## WRITTEN INSTRUCTION 1
In the preface, who were the two keynote speakers at the conference?

Preface

Errors using inadequate data are much less than those using no data at all.

—Charles Babbage

It’s about 7:30 a.m. on October 26, 2011, and I’m driving on The Strip in Las Vegas, Nevada. No, I’m not about to play craps or see Celine Dion. (While very talented, she’s just not my particular brand of vodka.) I’m going for a more professional reason. Starting sometime in mid-2011, I started hearing more and more about something called Big Data. On that October morning, I was invited to IBM’s Information on Demand (IOD) conference. It was high time that I learned more about this new phenomenon, and there’s only so much you can do in front of a computer.

Beyond my insatiable quest for knowledge on all matters technology, truth be told, I went to IOD for a bunch of other reasons. First, it was convenient: The Strip is a mere fifteen minutes from my home. Second, the price was right: I was able to snake my way in for free. It turns out that, since I write for a few high-profile sites, some people think of me as a member of the media. (Funny how I never would have expected that ten years ago, but far be it from me to look a gift horse in the mouth.) Third, it was a good networking opportunity and my fourth book, The Age of the Platform, had just been published. I am familiar enough with the book business to know that authors have to get out there if they want to generate a buzz and move copies. These were all valid reasons to hop in my car, but for me there was an extra treat. I had the opportunity to meet and listen firsthand to the conference’s two keynote speakers: Michael Lewis (one of my favorite writers) and a man by the name of Billy Beane.

## DATASET RECORDS
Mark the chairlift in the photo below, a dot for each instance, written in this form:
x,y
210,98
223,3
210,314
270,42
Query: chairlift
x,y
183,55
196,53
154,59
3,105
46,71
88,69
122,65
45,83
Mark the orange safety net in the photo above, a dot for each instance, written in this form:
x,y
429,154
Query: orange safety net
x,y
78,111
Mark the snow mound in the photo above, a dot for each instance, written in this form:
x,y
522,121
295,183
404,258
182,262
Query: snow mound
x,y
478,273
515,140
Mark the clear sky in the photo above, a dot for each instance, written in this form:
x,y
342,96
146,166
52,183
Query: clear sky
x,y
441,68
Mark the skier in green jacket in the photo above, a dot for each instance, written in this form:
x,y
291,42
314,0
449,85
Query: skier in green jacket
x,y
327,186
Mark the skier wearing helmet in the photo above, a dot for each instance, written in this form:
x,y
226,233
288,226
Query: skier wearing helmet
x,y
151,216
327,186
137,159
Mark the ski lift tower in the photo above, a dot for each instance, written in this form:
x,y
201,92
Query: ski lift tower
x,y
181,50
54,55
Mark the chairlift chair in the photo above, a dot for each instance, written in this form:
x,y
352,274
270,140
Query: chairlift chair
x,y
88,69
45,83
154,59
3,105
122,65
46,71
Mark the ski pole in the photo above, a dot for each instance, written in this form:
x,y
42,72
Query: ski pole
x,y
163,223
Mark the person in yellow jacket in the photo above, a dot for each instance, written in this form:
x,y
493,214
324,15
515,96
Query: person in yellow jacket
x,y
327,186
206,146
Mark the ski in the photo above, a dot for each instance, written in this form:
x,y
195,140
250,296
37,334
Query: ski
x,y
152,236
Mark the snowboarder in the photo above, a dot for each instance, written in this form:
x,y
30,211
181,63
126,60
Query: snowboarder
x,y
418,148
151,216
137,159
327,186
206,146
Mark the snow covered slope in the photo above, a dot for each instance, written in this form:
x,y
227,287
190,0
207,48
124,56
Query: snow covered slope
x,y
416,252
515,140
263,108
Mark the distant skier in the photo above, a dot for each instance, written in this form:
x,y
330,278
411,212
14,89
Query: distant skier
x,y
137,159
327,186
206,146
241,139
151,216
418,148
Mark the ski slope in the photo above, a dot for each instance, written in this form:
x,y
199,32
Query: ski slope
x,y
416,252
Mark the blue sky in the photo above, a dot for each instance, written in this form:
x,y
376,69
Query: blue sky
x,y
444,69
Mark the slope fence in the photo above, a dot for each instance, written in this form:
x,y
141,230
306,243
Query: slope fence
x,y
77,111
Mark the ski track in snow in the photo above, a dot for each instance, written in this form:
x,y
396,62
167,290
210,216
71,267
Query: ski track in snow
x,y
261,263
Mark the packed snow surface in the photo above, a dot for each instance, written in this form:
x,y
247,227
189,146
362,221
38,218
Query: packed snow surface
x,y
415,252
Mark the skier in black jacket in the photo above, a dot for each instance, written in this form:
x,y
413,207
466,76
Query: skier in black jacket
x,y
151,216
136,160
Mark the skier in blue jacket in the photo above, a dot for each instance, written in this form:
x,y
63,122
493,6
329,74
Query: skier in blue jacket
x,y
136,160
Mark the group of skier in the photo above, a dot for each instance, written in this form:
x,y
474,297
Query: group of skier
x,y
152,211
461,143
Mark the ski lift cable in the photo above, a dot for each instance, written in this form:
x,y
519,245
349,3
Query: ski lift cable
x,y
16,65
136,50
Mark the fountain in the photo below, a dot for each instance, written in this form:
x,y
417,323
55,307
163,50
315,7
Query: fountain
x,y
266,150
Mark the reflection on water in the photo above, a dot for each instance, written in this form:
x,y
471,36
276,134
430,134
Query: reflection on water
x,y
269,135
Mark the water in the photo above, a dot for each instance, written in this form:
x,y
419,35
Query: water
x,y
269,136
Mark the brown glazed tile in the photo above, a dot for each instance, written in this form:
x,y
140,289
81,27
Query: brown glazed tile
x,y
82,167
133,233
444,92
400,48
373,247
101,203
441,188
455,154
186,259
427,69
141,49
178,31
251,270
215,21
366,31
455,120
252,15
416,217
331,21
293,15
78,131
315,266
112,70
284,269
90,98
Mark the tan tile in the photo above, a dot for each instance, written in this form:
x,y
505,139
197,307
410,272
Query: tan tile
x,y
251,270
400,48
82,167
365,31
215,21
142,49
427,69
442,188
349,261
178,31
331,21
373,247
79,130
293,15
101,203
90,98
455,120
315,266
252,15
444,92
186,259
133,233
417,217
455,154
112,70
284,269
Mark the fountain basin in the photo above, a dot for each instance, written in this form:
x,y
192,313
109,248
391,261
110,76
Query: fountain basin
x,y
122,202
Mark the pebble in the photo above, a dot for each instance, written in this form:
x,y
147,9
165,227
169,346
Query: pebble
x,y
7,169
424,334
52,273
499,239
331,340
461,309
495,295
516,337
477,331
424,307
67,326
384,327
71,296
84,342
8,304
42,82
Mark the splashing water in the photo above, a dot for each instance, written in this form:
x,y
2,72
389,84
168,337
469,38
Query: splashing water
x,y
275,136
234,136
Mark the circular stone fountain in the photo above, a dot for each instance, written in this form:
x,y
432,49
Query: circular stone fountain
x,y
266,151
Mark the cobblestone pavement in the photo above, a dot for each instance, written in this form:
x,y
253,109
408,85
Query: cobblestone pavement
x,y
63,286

## WRITTEN INSTRUCTION 2
Please reproduce the stretch of the listing from the line containing "Mark the splashing" through the end of the listing, word for word.

## ANSWER 1
Michael Lewis and Billy Beane.

## ANSWER 2
Mark the splashing water in the photo above, a dot for each instance, written in this form:
x,y
2,72
389,84
168,337
469,38
Query: splashing water
x,y
275,136
234,136
Mark the circular stone fountain in the photo above, a dot for each instance, written in this form:
x,y
432,49
Query: circular stone fountain
x,y
266,151
Mark the cobblestone pavement in the photo above, a dot for each instance, written in this form:
x,y
253,109
408,85
Query: cobblestone pavement
x,y
63,286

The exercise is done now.